[The task]
Rewrite the records from the line containing "Expected: one point per instance of the cloudy" down to the line containing "(1103, 246)", replacing "integer" with "whole-number" and leaving everything else unchanged. Give only those lines.

[Task input]
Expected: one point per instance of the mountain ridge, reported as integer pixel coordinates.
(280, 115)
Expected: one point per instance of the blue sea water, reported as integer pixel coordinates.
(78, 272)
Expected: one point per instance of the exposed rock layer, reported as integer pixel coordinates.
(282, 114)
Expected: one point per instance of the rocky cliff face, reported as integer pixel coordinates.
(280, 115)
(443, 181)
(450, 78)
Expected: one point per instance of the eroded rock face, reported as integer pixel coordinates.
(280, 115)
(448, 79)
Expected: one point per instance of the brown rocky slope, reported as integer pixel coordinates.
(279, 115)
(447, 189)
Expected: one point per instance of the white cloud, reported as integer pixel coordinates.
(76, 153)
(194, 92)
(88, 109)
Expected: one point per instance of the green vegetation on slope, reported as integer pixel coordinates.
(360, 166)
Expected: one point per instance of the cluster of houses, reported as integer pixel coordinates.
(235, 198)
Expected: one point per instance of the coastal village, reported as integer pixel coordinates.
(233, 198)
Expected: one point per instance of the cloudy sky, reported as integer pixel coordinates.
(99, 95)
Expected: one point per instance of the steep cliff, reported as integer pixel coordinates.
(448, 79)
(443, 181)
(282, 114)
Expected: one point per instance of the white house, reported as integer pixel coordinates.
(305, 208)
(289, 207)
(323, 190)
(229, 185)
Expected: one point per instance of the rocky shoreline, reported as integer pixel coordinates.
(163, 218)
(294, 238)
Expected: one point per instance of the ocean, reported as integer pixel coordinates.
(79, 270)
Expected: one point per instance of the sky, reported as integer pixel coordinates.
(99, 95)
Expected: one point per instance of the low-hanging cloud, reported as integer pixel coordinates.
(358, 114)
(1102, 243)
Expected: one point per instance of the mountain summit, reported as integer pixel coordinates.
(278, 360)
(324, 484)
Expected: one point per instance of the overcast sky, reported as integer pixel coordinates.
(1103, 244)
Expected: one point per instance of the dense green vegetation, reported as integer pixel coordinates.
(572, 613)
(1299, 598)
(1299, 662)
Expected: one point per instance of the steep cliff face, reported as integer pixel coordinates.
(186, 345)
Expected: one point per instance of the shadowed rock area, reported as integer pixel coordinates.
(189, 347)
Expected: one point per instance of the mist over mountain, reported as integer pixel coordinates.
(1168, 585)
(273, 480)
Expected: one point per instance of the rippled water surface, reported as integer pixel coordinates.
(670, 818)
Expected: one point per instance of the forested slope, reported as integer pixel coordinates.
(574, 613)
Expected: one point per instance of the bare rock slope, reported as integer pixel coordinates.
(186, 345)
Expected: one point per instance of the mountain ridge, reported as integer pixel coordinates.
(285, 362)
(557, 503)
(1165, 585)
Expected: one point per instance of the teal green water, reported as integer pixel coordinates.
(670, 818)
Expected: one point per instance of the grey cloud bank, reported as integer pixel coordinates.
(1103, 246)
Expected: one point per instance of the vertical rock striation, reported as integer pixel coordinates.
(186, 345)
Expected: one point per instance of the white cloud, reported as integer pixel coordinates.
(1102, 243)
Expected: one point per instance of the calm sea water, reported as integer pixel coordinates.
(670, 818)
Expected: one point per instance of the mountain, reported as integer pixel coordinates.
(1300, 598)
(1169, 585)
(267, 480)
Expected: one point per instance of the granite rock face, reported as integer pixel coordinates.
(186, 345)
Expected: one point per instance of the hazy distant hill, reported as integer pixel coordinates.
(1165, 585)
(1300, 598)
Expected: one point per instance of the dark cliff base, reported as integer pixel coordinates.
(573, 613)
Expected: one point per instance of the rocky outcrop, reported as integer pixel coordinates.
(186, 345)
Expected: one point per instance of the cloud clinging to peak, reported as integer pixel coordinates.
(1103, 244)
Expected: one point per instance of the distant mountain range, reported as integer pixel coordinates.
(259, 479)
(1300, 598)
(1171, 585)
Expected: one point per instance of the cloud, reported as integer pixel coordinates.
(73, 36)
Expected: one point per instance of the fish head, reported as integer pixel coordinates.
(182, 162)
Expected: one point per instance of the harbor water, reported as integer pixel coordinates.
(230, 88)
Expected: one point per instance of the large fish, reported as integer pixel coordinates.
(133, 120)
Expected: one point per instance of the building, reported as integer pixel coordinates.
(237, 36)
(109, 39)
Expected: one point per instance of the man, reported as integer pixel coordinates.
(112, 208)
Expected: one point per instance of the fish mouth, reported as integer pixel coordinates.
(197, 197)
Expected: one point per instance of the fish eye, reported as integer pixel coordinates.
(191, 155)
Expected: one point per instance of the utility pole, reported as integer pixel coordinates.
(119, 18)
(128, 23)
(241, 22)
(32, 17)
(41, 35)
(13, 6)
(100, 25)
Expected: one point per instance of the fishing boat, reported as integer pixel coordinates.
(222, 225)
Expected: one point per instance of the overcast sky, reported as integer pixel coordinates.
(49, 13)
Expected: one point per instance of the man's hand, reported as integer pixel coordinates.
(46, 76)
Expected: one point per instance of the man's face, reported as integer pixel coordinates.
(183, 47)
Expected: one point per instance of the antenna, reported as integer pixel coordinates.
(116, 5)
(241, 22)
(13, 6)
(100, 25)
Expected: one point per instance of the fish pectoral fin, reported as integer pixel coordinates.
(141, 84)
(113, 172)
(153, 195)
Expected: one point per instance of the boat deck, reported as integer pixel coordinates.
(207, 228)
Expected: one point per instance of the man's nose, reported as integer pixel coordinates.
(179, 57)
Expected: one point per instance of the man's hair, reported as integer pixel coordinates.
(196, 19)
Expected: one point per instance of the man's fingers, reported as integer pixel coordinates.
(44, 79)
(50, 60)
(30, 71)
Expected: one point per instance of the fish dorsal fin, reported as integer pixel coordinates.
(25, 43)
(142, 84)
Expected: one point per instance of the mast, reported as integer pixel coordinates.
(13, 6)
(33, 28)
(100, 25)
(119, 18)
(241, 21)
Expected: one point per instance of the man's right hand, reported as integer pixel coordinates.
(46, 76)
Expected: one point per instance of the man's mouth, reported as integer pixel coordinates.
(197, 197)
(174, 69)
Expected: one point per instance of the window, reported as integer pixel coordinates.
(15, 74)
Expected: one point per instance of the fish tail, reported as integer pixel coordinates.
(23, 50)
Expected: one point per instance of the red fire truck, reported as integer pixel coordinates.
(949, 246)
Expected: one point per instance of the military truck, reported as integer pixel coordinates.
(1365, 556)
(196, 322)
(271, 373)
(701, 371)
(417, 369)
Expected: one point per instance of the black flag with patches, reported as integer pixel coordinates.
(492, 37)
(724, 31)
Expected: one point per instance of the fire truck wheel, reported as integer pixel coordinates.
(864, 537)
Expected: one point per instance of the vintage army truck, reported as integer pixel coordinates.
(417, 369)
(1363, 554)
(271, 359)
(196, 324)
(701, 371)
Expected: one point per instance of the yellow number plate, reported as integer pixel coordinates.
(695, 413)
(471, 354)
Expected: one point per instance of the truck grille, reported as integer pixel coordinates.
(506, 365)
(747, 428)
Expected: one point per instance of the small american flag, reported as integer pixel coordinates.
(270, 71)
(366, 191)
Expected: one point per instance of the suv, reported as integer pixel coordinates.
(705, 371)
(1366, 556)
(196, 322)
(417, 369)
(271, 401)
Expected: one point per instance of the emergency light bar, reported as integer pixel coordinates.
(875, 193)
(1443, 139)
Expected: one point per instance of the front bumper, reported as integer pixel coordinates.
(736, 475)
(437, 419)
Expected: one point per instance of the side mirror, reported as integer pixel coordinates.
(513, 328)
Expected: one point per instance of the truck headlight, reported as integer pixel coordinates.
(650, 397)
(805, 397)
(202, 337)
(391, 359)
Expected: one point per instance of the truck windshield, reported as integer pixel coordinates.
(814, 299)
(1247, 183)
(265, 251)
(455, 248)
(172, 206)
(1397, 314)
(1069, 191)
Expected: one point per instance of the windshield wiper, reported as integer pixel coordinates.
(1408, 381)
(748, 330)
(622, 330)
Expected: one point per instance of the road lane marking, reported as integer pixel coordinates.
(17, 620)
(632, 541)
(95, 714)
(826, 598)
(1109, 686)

[Complete output]
Expected: one point per instance of the cloudy sky, reported as whole-number pixel coordinates.
(99, 95)
Expected: one point per instance of the steep cliff, reported as whole-number pixel coordinates.
(448, 79)
(443, 181)
(282, 114)
Expected: one point per instance of the white house, reported as whole-number pixel coordinates.
(305, 208)
(289, 207)
(323, 190)
(229, 185)
Expected: one point per instance of the rocky shoreline, reported as whole-number pixel coordinates.
(163, 218)
(294, 238)
Expected: one point per instance of the ocean, reported as whole-number pixel coordinates.
(79, 270)
Expected: one point per instance of the sky, reported as whole-number pixel coordinates.
(99, 95)
Expected: one point per instance of the low-hanging cloud, reported as whole-number pixel coordinates.
(358, 114)
(1102, 243)
Expected: one point per instance of the mountain summit, reported as whole-number pixel coordinates.
(278, 360)
(324, 484)
Expected: one point per instance of the overcast sky, reported as whole-number pixel coordinates.
(1103, 244)
Expected: one point per instance of the dense green vegetation, reported as whole-number pixel coordinates.
(572, 613)
(1299, 598)
(1299, 662)
Expected: one point per instance of the steep cliff face, reported as whole-number pixel coordinates.
(186, 345)
Expected: one point per instance of the shadowed rock area, reported as whole-number pixel coordinates.
(189, 347)
Expected: one point per instance of the mist over mountain, reported as whole-number pixel coordinates.
(1168, 585)
(273, 480)
Expected: one point per instance of the rippled water surface, reported as whole-number pixel coordinates.
(670, 818)
Expected: one point per instance of the forested slope, reported as whole-number pixel coordinates.
(574, 613)
Expected: one point per instance of the bare rock slope, reported as whole-number pixel coordinates.
(186, 345)
Expected: one point per instance of the mountain ridge, reported as whole-number pixel coordinates.
(285, 362)
(557, 503)
(1165, 585)
Expected: one point per instance of the teal green water, reported as whole-number pixel coordinates.
(670, 818)
Expected: one point per instance of the grey cloud bank, reported as whole-number pixel coordinates.
(1103, 246)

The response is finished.